** START OF The data **

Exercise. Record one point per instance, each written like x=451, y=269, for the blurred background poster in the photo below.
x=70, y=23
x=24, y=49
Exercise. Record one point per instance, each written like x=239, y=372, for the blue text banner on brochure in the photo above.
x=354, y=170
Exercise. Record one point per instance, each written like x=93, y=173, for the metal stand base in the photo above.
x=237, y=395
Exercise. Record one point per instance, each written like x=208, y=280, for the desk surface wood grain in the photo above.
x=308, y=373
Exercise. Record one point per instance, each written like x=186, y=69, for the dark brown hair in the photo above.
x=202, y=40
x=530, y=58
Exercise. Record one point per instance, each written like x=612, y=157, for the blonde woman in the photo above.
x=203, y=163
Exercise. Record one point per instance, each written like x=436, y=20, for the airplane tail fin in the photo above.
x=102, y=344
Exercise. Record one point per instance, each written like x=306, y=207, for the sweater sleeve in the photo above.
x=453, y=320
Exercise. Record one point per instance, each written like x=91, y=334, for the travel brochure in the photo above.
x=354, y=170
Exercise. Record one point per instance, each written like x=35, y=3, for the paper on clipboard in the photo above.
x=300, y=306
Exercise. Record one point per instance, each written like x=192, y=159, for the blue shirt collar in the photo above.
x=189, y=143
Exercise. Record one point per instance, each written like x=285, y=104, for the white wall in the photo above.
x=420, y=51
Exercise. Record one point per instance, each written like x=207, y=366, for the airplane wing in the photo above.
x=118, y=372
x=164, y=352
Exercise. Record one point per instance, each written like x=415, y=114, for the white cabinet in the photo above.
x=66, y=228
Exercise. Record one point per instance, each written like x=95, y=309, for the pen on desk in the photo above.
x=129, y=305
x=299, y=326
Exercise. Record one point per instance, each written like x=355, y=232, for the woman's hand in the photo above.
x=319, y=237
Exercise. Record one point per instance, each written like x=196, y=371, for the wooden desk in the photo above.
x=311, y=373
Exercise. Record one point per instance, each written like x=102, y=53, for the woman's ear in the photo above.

** END OF The data **

**Problem requirements**. Copy every entry above word for word, keeping each line unchanged.

**Task response**.
Exercise. Record one point per instance, each written like x=451, y=269, for the blurred background poster in the photo below.
x=70, y=23
x=24, y=49
Exercise. Record one point per instance, each written like x=239, y=372, for the blue text banner on brochure in the photo above.
x=354, y=170
Exercise. Record one point per instance, each written like x=93, y=173, for the metal stand base in the photo above.
x=237, y=395
Exercise. Record one point per instance, each written like x=208, y=280, for the desk surface wood grain in the photo above.
x=308, y=373
Exercise. Record one point per instance, each written like x=186, y=69, for the dark brown hair in the photo above.
x=202, y=40
x=530, y=58
Exercise. Record one point per instance, each written like x=612, y=157, for the blonde woman in the photo above.
x=203, y=163
Exercise. Record one point per instance, each written like x=436, y=20, for the airplane tail fin in the photo above.
x=102, y=344
Exercise. Record one point per instance, each written like x=306, y=207, for the sweater sleeve in the photo above.
x=453, y=320
Exercise. Record one point per instance, each written like x=91, y=334, for the travel brochure in the photo above.
x=354, y=170
Exercise. Record one point per instance, each written like x=35, y=3, for the paper on clipboard in the photo above.
x=300, y=306
Exercise. Record one point per instance, each written like x=192, y=159, for the blue shirt collar in the photo above.
x=189, y=143
Exercise. Record one point per instance, each written like x=285, y=104, for the white wall in the photo above.
x=420, y=51
Exercise. Record one point per instance, each written like x=207, y=366, for the airplane wing in the photo above.
x=118, y=372
x=164, y=352
Exercise. Record one point per instance, each written like x=415, y=114, for the white cabinet in the photo above.
x=66, y=228
Exercise. Record one point per instance, each written like x=95, y=309, for the pen on desk in the photo above.
x=129, y=305
x=299, y=326
Exercise. Record one point per instance, each written like x=355, y=232, for the woman's hand in the photo above.
x=319, y=237
Exercise. Record one point per instance, each written like x=196, y=371, for the wooden desk in the photo above.
x=311, y=373
Exercise. Record one point per instance, each written like x=102, y=53, for the woman's ear in the photo above.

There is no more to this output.